**Verilen Metin:**
__________________________________________________

2. Neden resimlerde hiç yıldız gözükmüyor? Bu stüdyoda çekildiğinin kanıtı değil mi?
Milyar dolarlarla yıldızlı bir stüdyo yapmak zor olmazdı değil mi? Ay’a yapılan bütün inişler, Ay gününde, yani Güneş’in gökyüzünde olduğu vakitlerde yapıldı (Ay günü iki hafta sürer). Yıldızların ışığı, Güneş ışığı ve Ay yüzeyinden yansıyan yoğun ışıktan daha zayıf olduğu için gözükmemektedir. Gece arabanızın ışığını yakıp, yoğun ışıkta yıldızların resmini çekmeye çalışırsanız, yıldızların resimde belirmediğini görürsünüz. Yıldızları yakalamak için uzun pozlu resimler çekilmeliydi, ancak asıl hedef yıldızları değil Ay’ı araştırmak olduğu için saniyenin 1/150 ile 1/250 arasında resim alan kısa pozlu kameralar kullanıldı. Apollo 16’da uzun pozlu ultra-viole kamera ile resim çekilmiş ve yıldızlar da görüntülenmişti.

__________________________________________________

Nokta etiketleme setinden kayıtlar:
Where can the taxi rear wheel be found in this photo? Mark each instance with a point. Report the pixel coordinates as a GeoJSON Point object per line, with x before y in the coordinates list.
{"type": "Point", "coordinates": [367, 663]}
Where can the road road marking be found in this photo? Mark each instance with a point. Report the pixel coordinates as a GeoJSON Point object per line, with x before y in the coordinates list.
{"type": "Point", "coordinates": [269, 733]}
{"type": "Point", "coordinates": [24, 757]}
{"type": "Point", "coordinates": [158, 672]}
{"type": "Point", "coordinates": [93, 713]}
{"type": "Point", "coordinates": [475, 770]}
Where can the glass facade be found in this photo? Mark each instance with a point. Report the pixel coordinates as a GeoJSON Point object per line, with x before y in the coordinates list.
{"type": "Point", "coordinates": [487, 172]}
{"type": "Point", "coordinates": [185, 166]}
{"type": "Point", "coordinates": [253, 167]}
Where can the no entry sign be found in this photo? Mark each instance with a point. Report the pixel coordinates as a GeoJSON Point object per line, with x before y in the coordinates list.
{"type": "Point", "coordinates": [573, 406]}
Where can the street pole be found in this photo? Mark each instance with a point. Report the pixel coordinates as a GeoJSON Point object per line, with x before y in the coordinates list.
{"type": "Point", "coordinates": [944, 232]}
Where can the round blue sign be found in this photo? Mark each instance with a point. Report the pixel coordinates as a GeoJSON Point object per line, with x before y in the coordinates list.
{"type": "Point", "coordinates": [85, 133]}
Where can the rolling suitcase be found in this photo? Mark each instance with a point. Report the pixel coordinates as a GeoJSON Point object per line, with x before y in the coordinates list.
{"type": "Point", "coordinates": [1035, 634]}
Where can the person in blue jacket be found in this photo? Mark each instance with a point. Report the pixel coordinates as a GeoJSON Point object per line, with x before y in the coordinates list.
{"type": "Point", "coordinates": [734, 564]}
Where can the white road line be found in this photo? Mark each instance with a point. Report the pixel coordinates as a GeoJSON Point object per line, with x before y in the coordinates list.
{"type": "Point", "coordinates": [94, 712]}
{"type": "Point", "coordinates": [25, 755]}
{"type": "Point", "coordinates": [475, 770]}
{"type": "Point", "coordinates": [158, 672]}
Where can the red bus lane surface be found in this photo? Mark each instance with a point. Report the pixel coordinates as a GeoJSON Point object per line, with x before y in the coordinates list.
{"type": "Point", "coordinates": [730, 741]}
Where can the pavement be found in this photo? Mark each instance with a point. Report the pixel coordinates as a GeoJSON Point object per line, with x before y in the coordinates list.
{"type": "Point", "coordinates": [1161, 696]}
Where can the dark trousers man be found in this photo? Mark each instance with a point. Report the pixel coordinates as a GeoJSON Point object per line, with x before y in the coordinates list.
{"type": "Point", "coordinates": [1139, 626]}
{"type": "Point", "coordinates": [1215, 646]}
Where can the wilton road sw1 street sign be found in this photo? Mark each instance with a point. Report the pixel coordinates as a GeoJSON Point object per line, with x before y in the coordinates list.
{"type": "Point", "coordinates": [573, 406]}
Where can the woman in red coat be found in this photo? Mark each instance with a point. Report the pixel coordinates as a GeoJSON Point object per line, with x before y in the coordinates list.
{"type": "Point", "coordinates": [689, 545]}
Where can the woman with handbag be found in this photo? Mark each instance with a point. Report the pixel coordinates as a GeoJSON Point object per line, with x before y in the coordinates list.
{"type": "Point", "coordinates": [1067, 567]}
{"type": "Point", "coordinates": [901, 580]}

__________________________________________________

**Yapılacak İşler:**
[A] Verilen metne göre, Ay'a inişlerde çekilen resimlerde hangi tür kameralar kullanıldı?
[B] Lütfen verilen metinden, "Milyar dolarlarla yıldızlı" sözlerinin geçtiği yerden başlayıp "yıldızlar da görüntülenmişti." sözlerinden sonra biten kısmı harfi harfine yazın.

**Sırayla Cevaplar:**
[A] Saniyenin 1/150 ile 1/250 arasında resim alan kısa pozlu kameralar kullanıldı.

[B]
Milyar dolarlarla yıldızlı bir stüdyo yapmak zor olmazdı değil mi? Ay’a yapılan bütün inişler, Ay gününde, yani Güneş’in gökyüzünde olduğu vakitlerde yapıldı (Ay günü iki hafta sürer). Yıldızların ışığı, Güneş ışığı ve Ay yüzeyinden yansıyan yoğun ışıktan daha zayıf olduğu için gözükmemektedir. Gece arabanızın ışığını yakıp, yoğun ışıkta yıldızların resmini çekmeye çalışırsanız, yıldızların resimde belirmediğini görürsünüz. Yıldızları yakalamak için uzun pozlu resimler çekilmeliydi, ancak asıl hedef yıldızları değil Ay’ı araştırmak olduğu için saniyenin 1/150 ile 1/250 arasında resim alan kısa pozlu kameralar kullanıldı. Apollo 16’da uzun pozlu ultra-viole kamera ile resim çekilmiş ve yıldızlar da görüntülenmişti.